YOUR GOAL: Please copy the data below exactly, from the line that contains "Point out the wooden plank" through the line that contains "<point>477,224</point>", inclusive.

WORKING DATA:
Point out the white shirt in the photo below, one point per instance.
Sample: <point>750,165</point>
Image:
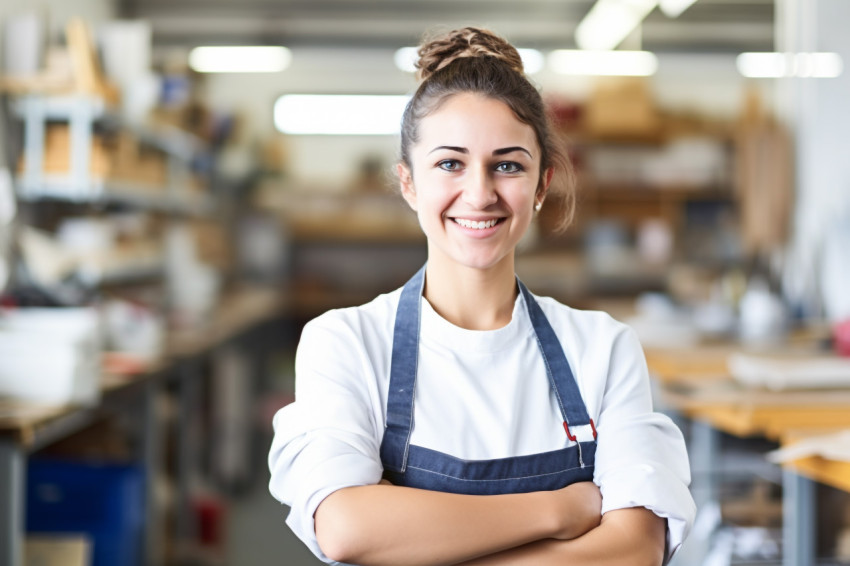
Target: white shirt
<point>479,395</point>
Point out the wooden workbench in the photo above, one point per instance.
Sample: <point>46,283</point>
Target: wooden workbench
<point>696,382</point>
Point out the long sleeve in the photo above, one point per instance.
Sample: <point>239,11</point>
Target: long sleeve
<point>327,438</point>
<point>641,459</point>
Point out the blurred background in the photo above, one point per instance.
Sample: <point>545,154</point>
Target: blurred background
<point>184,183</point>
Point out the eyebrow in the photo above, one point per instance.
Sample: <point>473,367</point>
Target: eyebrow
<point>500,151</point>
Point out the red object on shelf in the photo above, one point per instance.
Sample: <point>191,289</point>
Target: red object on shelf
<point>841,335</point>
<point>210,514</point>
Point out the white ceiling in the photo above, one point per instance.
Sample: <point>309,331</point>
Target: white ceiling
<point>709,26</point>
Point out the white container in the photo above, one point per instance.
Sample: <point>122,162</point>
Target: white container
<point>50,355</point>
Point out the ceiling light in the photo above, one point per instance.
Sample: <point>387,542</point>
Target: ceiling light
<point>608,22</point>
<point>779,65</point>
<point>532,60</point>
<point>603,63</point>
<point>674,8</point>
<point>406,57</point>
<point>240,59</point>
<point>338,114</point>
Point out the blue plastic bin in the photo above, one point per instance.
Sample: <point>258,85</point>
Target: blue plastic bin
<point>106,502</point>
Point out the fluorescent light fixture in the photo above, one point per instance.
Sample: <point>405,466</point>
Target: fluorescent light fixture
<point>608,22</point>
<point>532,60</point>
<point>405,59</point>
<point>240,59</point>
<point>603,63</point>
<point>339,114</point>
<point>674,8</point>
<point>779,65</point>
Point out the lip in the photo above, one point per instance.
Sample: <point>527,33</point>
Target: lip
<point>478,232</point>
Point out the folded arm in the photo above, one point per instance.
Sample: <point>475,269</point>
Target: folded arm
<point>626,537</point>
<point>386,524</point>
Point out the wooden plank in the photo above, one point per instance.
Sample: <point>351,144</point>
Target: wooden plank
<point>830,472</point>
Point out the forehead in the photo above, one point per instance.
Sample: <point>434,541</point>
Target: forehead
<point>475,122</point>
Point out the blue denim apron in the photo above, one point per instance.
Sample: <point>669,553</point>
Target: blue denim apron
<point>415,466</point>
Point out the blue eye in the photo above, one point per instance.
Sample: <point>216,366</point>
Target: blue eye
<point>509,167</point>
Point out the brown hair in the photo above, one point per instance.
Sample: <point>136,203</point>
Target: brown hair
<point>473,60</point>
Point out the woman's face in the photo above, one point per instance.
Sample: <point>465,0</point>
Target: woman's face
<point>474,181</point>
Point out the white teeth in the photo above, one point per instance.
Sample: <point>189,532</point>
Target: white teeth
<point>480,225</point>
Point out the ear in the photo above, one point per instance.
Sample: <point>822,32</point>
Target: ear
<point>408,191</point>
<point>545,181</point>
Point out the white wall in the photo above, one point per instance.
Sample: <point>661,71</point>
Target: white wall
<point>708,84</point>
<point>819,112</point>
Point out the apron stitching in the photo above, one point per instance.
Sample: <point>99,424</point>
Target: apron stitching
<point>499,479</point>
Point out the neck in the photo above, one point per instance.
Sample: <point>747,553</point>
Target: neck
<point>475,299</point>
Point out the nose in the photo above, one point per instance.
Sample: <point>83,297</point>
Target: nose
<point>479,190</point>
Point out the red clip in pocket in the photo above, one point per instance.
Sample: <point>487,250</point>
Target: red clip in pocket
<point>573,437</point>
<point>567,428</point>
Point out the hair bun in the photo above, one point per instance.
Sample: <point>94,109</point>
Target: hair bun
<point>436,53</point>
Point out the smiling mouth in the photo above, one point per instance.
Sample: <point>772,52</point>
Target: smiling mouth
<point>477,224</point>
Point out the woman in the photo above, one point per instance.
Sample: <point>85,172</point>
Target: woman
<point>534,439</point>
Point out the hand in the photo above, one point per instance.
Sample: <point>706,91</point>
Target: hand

EXERCISE RESULT:
Point out the wooden plank in the photo above, one point per instance.
Sample: <point>351,144</point>
Target: wooden plank
<point>830,472</point>
Point out the forehead in the photo above, one point per instance.
Sample: <point>434,541</point>
Target: forehead
<point>475,122</point>
Point out the blue denim apron in the photo above, one point per instance.
Sample: <point>669,553</point>
Target: blue denim apron
<point>415,466</point>
Point out the blue eye in the photo above, one point per instance.
Sample: <point>216,366</point>
Target: blue eye
<point>509,167</point>
Point out the brown hair in the photo above, one point per instance.
Sample: <point>136,203</point>
Target: brown hair
<point>473,60</point>
Point out the woman's face in the photo above, one point per instance.
Sample: <point>465,0</point>
Target: woman's face
<point>474,181</point>
Point out the white teeth in the photo above, one point per instance.
Sample: <point>189,532</point>
Target: white teeth
<point>480,225</point>
Point out the ear in the photo above, one point per instance.
Sample: <point>822,32</point>
Target: ear
<point>408,191</point>
<point>545,181</point>
Point out the white wall in the photo above, one point per instance.
Sample: <point>661,71</point>
Target: white wall
<point>708,84</point>
<point>819,112</point>
Point out the apron stitching in the photo above, one point per instance.
Sample: <point>99,424</point>
Target: apron stitching
<point>499,479</point>
Point out the neck in the photo above, one point per instance.
Sample: <point>747,553</point>
Target: neck
<point>475,299</point>
Point out the nose in the photo above, one point per instance.
Sample: <point>83,297</point>
Target: nose
<point>479,190</point>
Point out the red clip in pocket in the photo above, one point per instance.
Sample: <point>487,250</point>
Target: red clip in pocket
<point>573,437</point>
<point>567,428</point>
Point out the hair bun in the photo above, one point per instance.
Sample: <point>94,109</point>
Target: hair bun
<point>436,53</point>
Point out the smiling mouth in the photo above, one point per instance.
Sample: <point>772,52</point>
Target: smiling mouth
<point>477,224</point>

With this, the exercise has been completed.